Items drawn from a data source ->
####

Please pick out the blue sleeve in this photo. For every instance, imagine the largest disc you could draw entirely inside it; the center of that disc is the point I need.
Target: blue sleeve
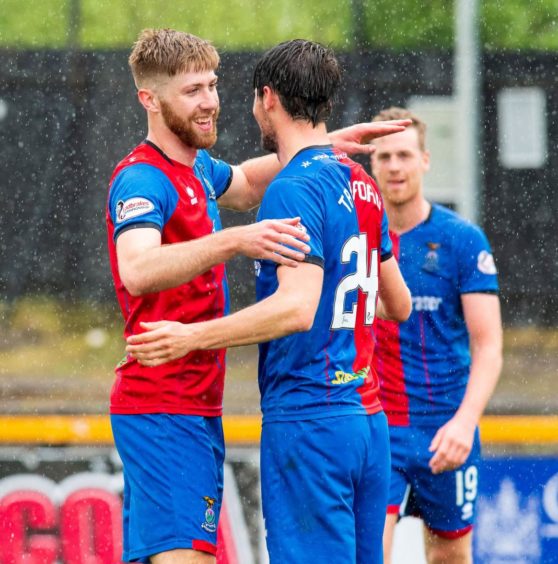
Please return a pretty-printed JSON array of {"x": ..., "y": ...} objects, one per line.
[
  {"x": 477, "y": 271},
  {"x": 141, "y": 195},
  {"x": 293, "y": 197},
  {"x": 218, "y": 172},
  {"x": 387, "y": 247}
]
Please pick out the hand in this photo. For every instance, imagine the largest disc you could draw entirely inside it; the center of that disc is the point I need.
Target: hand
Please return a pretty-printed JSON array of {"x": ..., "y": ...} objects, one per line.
[
  {"x": 451, "y": 444},
  {"x": 268, "y": 239},
  {"x": 162, "y": 342},
  {"x": 356, "y": 138}
]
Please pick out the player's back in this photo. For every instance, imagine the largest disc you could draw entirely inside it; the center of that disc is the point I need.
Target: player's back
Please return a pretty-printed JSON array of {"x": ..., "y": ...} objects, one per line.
[{"x": 327, "y": 370}]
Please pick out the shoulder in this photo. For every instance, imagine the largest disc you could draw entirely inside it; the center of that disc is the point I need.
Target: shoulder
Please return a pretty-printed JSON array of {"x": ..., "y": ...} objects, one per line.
[
  {"x": 141, "y": 174},
  {"x": 205, "y": 159}
]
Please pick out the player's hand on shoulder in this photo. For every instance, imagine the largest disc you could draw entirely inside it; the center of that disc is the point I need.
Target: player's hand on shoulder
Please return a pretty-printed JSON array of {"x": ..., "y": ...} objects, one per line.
[
  {"x": 451, "y": 445},
  {"x": 280, "y": 240},
  {"x": 356, "y": 139},
  {"x": 162, "y": 342}
]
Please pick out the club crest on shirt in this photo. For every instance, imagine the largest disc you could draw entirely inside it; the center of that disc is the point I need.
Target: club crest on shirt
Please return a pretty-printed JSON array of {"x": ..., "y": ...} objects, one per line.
[
  {"x": 133, "y": 207},
  {"x": 432, "y": 259},
  {"x": 485, "y": 263},
  {"x": 210, "y": 524},
  {"x": 191, "y": 195},
  {"x": 344, "y": 377}
]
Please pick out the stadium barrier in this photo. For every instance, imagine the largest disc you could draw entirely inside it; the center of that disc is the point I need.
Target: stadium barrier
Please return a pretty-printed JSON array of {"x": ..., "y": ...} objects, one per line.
[{"x": 61, "y": 481}]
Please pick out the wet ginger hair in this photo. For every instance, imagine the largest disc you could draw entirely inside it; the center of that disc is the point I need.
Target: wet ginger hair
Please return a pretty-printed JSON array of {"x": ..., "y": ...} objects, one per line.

####

WHAT TO WORK ON -> Reproduce the entire listing above verbatim, line for line, omitting any pictures.

FINAL RESULT ->
Please pick out the blue sleeve in this photo. For every instance, imagine the largest disc you could draw entirely inside it; the center of that disc is the point I need.
Target: blue sleeve
Please return a pretty-printed JSON array of {"x": ..., "y": ...} objects, one per line.
[
  {"x": 477, "y": 271},
  {"x": 141, "y": 195},
  {"x": 293, "y": 197},
  {"x": 218, "y": 172},
  {"x": 387, "y": 247}
]
Please pick out the hand in this photo. For every instance, imagine the largest disc you could draw entirely inside it; the center of that disc is the point I need.
Target: hand
Please return a pretty-printed JSON array of {"x": ..., "y": ...} objects, one per line.
[
  {"x": 451, "y": 444},
  {"x": 268, "y": 239},
  {"x": 162, "y": 342},
  {"x": 356, "y": 138}
]
Please pick out the player's back in this photo. For every instance, imagine the largest disc you could draw entirely inside it; the center of that disc is the point I need.
Target: player's back
Please return a pretty-printed JSON array of {"x": ..., "y": ...} objects, one per line.
[{"x": 327, "y": 370}]
Please pick out the shoulder in this photo. For every instance, imagine the largest disc you could draw entirely inside it; the center of that disc is the point I need.
Target: shoulder
Please return a pretty-printed JSON array of {"x": ..., "y": ...} objects, one per line.
[
  {"x": 141, "y": 174},
  {"x": 205, "y": 159}
]
Please pick out the player's hand on shoulder in this photo. For every instance, imagine the largest disc you could draw entirely inside it; the center of that disc is the point I need.
Target: player's hand on shoulder
Please return a pretty-printed JSON array of {"x": ..., "y": ...} objects, one per line.
[
  {"x": 451, "y": 445},
  {"x": 280, "y": 240},
  {"x": 356, "y": 139},
  {"x": 162, "y": 342}
]
Please pick out the club crest on shirt in this photo. For every instance, imagine the largest disc you could draw entirely inside it; the center of that disc is the point I need.
Target: club crest on shirt
Please return a pretty-printed JSON array of {"x": ..., "y": ...} objects, one per line.
[
  {"x": 133, "y": 207},
  {"x": 432, "y": 259},
  {"x": 485, "y": 263},
  {"x": 210, "y": 524},
  {"x": 191, "y": 195},
  {"x": 344, "y": 377}
]
Please pick out the stadium barrier in this photo. For every instance, imagine the largest disc you could draw entirely inside it; the center of that disc is the point I need.
Target: stadium barrier
Please return a pretty-printed JSON array of {"x": ..., "y": ...} objects, one per line.
[{"x": 61, "y": 481}]
Please pick out the wet ginger hair in this photo. For every instance, imagine the largest disc you could draw entirely inside it; the center of that disc is the point I need.
Target: wet ginger hair
Please return a pretty-printed JSON array of {"x": ..., "y": ...} objects, one per line.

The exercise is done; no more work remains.